• SUPPLIED PASSAGE
——

Just when I thought I had seen all the dumbest things, along comes something even dumber.
We were going through the revisions suggested by the judge in the separation agreement. The amounts are from their legal pads transcribed to Excel. In addition to all the errors I mentioned previously, he made a new one today. While copying the numbers from the spreadsheet and inserting them into the separation agreement, he forgot one.
We were nearly done with a 45 minute review and he finally noticed it was missing. Of course it was a glaring error, it meant that after some equalizing property transfers, I owed my wife nothing. He forgot her separate property contribution to the house, $12K that I owed her.
I honestly think that if he hadn't caught it, my wife's lawyer, who is even worse at math, wouldn't have caught it either, she just wants to cut and run.
Honest mistake ? No stupid mistake !
Spreadsheets were meant to prevent errors and to group common items. The first rule of accounting is no commingling of funds. There is a reason why they are so anal about that, it makes it easy to screw up. He had a column for separate property, fine, but he did not distinguish between separate property owed vs already in that person's procession. The $12K contribution was owed. Columns on a spreadsheet are cheap. If he had not commingled owed vs controlled the $12K would stick right out. You simply tally all owed separate property into the final totals. He didn't. He was remembering to copy it.
How did I catch it? Simple, I got a copy of his .xls file and used that as input, then made a new sheet with formulas from his input. As he changed his "non-formula" sheet, my sheet continued to calculate. I also use the auditing toolbar to trace formulas to ensure they are including all relevant input.

——

• WHAT IS REQUIRED
Can you write the next part of the post about the spreadsheet error in the separation agreement, starting after its final sentence? The material after this point has nothing to do with the post about the spreadsheet error in the separation agreement.

——

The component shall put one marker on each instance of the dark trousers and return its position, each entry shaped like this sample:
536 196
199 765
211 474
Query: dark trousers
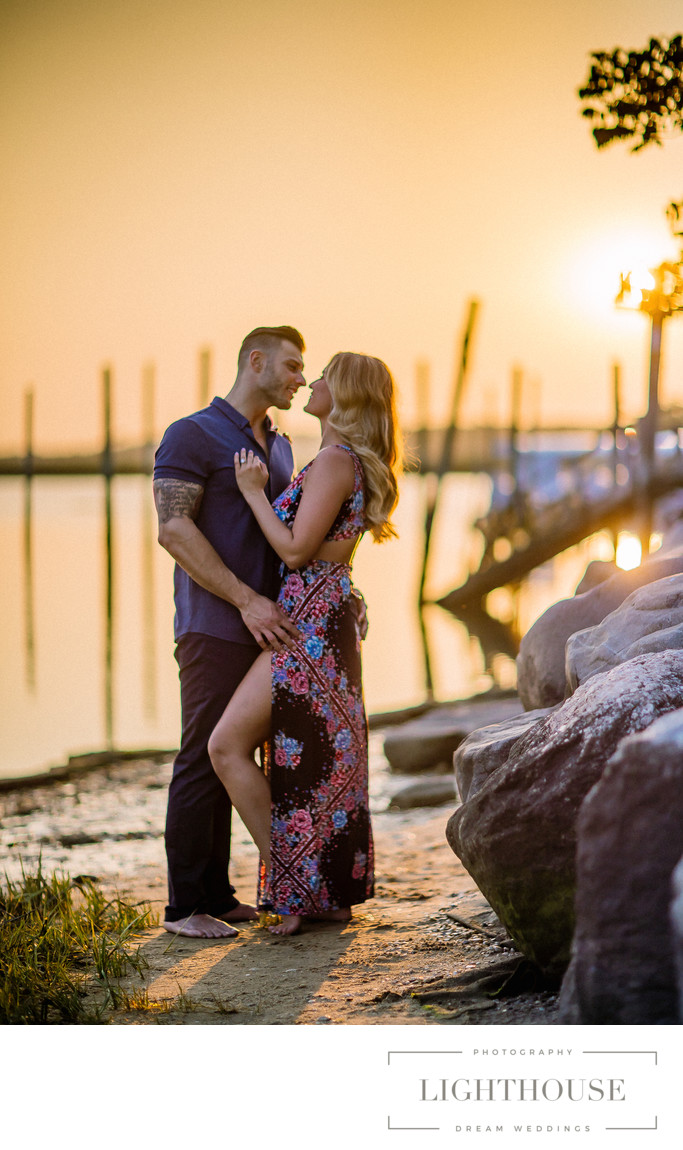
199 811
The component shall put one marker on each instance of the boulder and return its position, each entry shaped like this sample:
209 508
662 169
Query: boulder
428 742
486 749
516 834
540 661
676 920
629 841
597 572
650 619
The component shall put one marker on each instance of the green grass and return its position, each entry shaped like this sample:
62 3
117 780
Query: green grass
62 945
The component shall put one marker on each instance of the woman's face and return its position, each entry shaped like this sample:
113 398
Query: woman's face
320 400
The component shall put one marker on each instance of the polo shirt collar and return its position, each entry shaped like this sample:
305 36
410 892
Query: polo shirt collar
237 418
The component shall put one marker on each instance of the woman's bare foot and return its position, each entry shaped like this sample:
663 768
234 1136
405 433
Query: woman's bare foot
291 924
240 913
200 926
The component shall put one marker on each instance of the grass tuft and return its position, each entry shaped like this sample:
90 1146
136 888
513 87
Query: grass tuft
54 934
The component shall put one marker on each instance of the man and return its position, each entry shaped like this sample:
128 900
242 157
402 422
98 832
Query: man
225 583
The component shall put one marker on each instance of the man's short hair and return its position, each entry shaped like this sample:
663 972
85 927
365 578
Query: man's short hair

——

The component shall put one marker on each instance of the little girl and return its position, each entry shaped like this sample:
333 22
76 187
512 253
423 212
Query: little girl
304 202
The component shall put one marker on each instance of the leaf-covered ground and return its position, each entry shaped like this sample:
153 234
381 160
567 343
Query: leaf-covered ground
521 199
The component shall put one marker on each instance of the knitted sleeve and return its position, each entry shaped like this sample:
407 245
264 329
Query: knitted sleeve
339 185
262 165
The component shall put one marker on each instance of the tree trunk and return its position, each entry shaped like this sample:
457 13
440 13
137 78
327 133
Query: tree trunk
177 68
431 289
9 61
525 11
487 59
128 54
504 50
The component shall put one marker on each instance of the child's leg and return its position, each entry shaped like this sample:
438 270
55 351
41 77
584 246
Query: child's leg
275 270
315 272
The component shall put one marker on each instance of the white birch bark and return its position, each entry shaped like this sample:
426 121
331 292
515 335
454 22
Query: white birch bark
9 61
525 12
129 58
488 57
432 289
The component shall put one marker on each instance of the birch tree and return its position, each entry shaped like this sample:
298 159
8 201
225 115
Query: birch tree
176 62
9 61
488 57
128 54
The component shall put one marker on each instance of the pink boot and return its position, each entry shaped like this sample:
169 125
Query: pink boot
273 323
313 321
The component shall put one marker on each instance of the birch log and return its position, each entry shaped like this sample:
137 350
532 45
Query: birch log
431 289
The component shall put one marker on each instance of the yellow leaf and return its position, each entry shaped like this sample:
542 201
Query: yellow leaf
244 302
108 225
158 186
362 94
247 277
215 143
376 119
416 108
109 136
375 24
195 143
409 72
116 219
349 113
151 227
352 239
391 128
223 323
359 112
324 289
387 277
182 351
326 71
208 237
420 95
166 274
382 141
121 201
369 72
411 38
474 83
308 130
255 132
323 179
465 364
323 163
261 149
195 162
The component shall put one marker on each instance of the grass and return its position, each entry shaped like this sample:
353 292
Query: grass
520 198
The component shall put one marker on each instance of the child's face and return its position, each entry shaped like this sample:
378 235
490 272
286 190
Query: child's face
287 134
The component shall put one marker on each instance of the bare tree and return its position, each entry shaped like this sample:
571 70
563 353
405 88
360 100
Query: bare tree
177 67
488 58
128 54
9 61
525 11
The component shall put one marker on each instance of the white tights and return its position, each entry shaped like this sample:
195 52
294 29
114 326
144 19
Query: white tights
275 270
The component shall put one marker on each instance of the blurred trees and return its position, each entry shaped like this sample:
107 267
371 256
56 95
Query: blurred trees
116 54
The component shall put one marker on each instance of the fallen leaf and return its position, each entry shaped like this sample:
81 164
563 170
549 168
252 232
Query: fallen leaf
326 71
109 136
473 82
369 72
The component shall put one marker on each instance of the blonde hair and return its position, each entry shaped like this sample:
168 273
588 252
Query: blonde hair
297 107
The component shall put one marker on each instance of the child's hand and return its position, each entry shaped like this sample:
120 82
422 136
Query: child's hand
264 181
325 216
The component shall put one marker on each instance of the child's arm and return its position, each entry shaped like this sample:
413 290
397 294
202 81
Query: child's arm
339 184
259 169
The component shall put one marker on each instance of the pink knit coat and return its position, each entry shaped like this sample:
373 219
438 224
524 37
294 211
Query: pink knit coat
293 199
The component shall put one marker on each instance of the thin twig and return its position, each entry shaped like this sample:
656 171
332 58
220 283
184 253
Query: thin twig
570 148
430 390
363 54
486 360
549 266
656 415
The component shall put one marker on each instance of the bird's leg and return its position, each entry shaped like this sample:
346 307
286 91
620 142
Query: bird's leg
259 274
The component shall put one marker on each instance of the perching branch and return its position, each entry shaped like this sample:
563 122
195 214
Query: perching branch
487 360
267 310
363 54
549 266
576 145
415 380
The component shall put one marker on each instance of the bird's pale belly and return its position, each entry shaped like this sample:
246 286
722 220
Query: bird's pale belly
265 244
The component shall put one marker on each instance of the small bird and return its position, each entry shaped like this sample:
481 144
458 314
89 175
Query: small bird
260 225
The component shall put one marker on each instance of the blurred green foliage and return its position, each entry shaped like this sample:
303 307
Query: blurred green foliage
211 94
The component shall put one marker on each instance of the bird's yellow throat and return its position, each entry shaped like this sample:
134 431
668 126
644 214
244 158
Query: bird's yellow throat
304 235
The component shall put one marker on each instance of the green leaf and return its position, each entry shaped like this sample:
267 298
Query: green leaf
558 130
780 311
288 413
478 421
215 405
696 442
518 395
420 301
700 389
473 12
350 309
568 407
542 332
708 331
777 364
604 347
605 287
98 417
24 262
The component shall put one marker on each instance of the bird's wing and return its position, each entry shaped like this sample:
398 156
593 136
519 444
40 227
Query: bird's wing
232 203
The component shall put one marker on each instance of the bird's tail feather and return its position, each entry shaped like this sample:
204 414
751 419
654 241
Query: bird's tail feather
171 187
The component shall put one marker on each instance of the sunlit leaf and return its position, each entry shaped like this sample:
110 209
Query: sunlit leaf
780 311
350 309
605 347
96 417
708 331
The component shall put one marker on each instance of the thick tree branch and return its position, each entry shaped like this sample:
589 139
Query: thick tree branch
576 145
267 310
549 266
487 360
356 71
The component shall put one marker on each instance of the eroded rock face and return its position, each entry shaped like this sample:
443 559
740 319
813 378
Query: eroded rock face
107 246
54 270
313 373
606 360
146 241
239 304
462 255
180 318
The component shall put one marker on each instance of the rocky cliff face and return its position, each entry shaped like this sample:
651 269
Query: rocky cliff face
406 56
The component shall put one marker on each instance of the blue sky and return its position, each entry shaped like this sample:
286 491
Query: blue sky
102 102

——

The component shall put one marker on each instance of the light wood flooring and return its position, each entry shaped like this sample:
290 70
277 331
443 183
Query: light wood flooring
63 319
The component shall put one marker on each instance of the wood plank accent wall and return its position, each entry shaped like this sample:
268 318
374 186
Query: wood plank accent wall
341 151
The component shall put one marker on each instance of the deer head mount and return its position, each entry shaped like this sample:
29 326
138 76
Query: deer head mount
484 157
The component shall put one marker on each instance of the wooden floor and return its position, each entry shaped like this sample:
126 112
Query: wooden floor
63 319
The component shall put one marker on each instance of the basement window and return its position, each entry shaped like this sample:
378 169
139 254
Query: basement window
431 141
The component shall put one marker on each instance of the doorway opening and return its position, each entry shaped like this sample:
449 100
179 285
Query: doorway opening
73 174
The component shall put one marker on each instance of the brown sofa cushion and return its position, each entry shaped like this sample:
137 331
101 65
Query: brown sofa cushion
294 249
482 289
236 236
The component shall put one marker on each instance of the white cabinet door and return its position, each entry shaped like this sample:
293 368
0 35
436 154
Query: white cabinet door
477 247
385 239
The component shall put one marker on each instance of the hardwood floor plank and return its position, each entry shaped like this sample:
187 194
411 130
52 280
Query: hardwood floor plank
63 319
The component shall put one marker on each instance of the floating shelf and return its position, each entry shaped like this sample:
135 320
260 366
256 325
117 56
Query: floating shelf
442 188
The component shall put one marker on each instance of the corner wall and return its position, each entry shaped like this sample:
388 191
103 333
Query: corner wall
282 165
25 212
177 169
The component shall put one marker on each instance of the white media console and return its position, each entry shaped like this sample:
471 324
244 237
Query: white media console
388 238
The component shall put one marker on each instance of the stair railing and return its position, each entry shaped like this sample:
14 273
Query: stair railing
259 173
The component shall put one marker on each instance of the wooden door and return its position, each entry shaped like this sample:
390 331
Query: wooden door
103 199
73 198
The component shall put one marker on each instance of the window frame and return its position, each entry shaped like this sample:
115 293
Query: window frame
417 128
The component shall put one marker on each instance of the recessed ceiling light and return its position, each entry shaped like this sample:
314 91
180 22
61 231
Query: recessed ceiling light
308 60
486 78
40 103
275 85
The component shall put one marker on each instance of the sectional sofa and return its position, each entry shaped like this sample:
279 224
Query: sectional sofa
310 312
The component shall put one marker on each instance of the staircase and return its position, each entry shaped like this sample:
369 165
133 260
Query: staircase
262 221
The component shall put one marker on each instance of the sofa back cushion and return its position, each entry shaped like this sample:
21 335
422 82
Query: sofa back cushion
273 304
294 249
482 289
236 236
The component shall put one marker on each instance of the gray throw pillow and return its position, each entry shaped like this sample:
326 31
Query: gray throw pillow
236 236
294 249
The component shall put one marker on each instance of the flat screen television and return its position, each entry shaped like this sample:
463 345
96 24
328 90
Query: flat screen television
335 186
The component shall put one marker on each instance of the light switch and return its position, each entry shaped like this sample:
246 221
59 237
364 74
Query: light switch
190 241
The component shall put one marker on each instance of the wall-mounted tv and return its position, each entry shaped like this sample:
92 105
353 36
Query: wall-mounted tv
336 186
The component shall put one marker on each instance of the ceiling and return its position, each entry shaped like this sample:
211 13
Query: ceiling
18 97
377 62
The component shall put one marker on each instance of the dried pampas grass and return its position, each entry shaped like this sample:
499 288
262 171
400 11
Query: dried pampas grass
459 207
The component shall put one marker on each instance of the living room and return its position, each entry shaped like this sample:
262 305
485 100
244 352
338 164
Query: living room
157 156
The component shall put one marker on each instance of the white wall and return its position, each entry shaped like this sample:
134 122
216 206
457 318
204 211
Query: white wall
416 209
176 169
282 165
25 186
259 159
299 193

——

• RESULT BELOW
My 2nd grade son is using Excel in school, producing bar and pie charts. Why can't someone charging $300 / hour do that?
But here's the best part, I couldn't help myself, after he found his error, I said, "I'm sorry I have accepted the agreement as you presented, I don't agree with that change." I was being somewhat sarcastic and I wanted him to understand the gravity of the error. Then I said, "In lieu of some of your fees, I'd be happy to come to your office and provide some useful instruction and templates to avoid this error in the future."
His reaction, he was livid. You'd think I insulted his momma. I quickly responded, "No, that is a sincere offer, you have a need, I have a skill, it makes sense." Now some could view this as me be a smart ass (OK, just a little). But, hey, I worked in the central data processing center for a University, supporting professors and their curriculum for 19 years and I also developed and taught computer classes for that University for another 10 years. So it's not like I couldn't really be of value.
He, as many others have, underestimates the consequences of a bad spreadsheet. It has sunk companies from a financial perspective and even if caught in time it can do terrible PR damage.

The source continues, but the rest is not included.